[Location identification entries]
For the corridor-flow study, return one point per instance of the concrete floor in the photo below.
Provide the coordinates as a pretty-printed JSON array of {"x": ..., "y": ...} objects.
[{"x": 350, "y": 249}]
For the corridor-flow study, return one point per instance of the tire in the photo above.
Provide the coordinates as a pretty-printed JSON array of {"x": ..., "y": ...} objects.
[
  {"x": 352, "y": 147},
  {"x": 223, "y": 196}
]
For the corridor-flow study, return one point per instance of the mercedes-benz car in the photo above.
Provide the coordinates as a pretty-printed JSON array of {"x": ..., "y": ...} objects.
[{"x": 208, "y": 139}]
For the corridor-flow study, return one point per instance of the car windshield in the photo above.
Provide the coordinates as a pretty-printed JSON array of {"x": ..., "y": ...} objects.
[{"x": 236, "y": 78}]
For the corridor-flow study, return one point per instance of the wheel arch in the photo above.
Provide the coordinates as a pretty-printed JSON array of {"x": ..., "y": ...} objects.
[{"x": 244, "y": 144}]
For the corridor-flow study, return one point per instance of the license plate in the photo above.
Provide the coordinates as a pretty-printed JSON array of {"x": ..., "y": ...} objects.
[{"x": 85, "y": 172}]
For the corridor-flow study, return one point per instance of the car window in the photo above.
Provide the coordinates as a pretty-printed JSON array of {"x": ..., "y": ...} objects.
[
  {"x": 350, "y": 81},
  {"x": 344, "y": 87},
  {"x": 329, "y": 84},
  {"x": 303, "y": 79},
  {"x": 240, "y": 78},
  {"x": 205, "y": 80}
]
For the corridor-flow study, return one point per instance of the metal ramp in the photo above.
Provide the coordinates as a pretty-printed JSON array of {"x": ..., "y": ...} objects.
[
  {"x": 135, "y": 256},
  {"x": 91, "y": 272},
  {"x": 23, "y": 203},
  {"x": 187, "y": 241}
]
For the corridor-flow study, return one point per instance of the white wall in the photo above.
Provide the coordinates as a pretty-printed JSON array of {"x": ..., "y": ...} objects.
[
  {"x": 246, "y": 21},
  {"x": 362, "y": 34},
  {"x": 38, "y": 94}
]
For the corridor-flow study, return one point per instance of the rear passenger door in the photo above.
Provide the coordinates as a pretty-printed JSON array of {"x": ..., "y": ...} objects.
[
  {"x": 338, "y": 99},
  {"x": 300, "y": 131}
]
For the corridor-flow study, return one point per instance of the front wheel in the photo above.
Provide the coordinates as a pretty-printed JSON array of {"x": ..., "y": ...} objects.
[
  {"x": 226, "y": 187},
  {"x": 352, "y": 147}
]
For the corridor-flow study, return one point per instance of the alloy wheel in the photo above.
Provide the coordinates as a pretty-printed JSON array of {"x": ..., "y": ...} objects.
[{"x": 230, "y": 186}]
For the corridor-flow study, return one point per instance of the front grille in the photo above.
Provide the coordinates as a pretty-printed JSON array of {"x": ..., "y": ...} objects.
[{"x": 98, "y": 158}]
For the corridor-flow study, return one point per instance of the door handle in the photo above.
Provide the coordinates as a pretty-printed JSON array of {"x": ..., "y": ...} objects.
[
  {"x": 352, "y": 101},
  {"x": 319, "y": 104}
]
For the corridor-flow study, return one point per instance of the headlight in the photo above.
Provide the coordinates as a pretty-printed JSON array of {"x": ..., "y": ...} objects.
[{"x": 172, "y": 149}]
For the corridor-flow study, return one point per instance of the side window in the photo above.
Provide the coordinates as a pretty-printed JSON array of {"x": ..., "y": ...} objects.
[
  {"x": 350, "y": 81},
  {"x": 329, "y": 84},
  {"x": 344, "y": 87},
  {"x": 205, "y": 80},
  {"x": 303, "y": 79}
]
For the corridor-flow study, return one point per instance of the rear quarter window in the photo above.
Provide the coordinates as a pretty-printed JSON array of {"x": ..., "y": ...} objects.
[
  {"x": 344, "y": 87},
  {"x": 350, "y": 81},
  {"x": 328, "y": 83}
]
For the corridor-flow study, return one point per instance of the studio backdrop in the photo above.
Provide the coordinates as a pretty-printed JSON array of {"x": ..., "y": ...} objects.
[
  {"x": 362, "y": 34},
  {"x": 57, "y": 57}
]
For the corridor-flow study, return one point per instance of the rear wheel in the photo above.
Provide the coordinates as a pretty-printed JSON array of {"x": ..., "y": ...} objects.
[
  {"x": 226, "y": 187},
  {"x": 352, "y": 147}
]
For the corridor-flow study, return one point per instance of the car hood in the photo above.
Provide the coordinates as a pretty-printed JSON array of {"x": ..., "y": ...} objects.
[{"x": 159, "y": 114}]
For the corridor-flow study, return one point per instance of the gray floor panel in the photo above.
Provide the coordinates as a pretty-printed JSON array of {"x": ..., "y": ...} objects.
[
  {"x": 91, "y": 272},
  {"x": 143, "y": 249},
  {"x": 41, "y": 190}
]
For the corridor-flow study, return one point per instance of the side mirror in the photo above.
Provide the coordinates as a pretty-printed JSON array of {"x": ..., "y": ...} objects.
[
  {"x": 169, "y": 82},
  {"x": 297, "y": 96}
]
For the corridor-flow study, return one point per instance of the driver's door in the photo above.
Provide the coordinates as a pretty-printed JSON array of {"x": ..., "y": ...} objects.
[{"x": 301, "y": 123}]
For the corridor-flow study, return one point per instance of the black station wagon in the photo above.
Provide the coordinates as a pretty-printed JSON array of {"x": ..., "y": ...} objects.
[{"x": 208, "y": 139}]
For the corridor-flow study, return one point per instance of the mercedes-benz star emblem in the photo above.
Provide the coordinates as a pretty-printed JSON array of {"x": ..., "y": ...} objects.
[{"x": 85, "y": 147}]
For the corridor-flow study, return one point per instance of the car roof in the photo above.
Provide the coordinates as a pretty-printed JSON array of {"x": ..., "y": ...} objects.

→ What to do: Reproduce the listing unchanged, beginning at the line that contains "backdrop in the photo above." and continuing through the end of the listing. Include both of those lines.

→ The result:
For the corridor-flow study, return one point per instance of the studio backdrop in the photo above.
Provide the coordinates as a pretty-printed JSON array of {"x": ..., "y": ...} objects.
[
  {"x": 362, "y": 34},
  {"x": 57, "y": 57}
]
For the corridor-flow study, return one point per instance of the rear wheel in the photo above.
Provide the coordinates as a pretty-printed JSON array of {"x": ..., "y": ...} objects.
[
  {"x": 226, "y": 187},
  {"x": 352, "y": 147}
]
For the corridor-flow study, return one point per instance of the car hood in the photo above.
Provide the coordinates as a pretty-printed JSON array of {"x": ..., "y": ...} objects.
[{"x": 159, "y": 114}]
For the corridor-flow study, return one point per instance of the gray floor panel in the photo above.
Provide the coordinates as a pretty-printed JSON array of {"x": ..., "y": ...} objects.
[
  {"x": 91, "y": 272},
  {"x": 143, "y": 249},
  {"x": 41, "y": 190}
]
For the corridor-flow study, return one point per instance of the side mirror in the photo above.
Provide the coordinates as a pretty-printed JSON array of {"x": ..., "y": ...} objects.
[
  {"x": 169, "y": 82},
  {"x": 297, "y": 96}
]
For the corridor-flow study, return one point per instance of the driver's door in the photo above.
Provide the coordinates as a pretty-printed JSON array of {"x": ..., "y": ...} objects.
[{"x": 301, "y": 123}]
For the corridor-flow study, return one point per instance of the black station wagon in the photo above.
Provide the coordinates as a pretty-printed JSON array of {"x": ..., "y": ...} objects.
[{"x": 208, "y": 139}]
For the corridor-flow study, return one point per instance of the mercedes-benz star emblem in the photo above.
Provide the coordinates as a pretty-printed JSON array of {"x": ..., "y": ...} objects.
[{"x": 85, "y": 147}]
For the corridor-flow study, return one point per instance of the car roof in the photo above.
Provide the coordinates as a pretty-printed JSON array of {"x": ..., "y": ...} objects.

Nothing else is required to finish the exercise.